__Exercise description__
Copy every line that contains the string "each" from the entries below.

__Supplied records__
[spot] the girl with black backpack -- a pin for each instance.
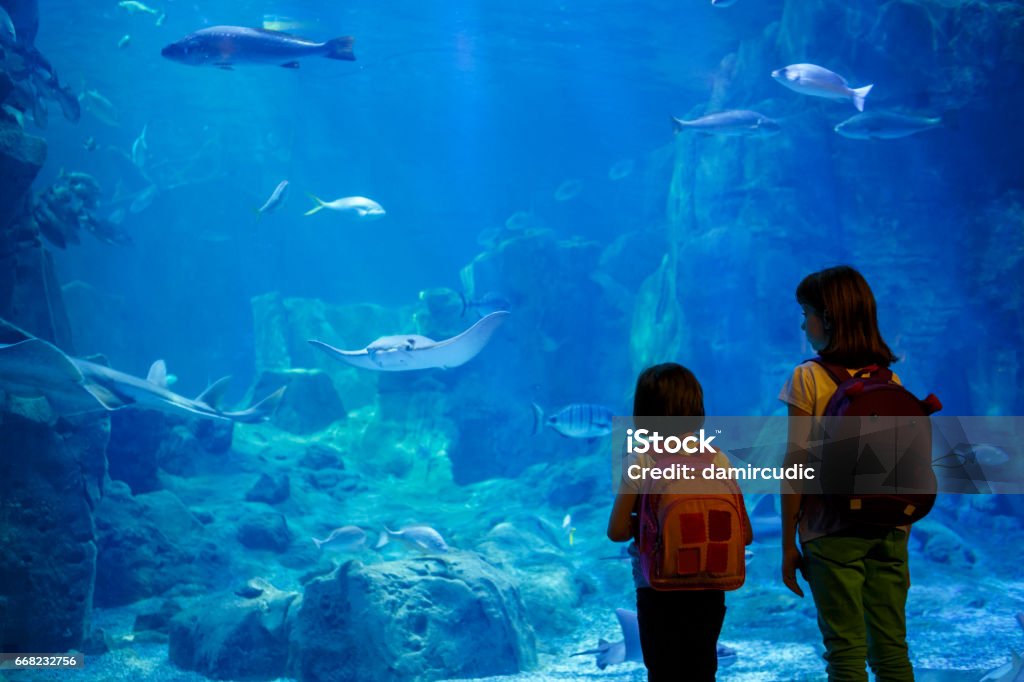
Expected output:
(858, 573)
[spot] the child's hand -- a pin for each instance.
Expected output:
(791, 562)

--

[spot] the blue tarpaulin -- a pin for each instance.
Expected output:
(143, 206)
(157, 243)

==

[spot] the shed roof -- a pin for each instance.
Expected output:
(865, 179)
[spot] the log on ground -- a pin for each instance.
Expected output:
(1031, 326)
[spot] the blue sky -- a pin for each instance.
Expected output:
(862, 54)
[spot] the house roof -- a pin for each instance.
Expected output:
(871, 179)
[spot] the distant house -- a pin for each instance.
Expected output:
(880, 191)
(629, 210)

__Response__
[spot] the girl with black backpack -- a pin for each instance.
[spot] the child's hand -- a pin for each instance.
[spot] the blue tarpaulin -- a pin for each instance.
[spot] the shed roof -- a pin for each instance.
[spot] the log on ground -- a pin for each instance.
[spot] the blue sky -- a pin for each instance.
[spot] the house roof -- a pin for each instance.
[spot] the distant house -- a pin for each instance.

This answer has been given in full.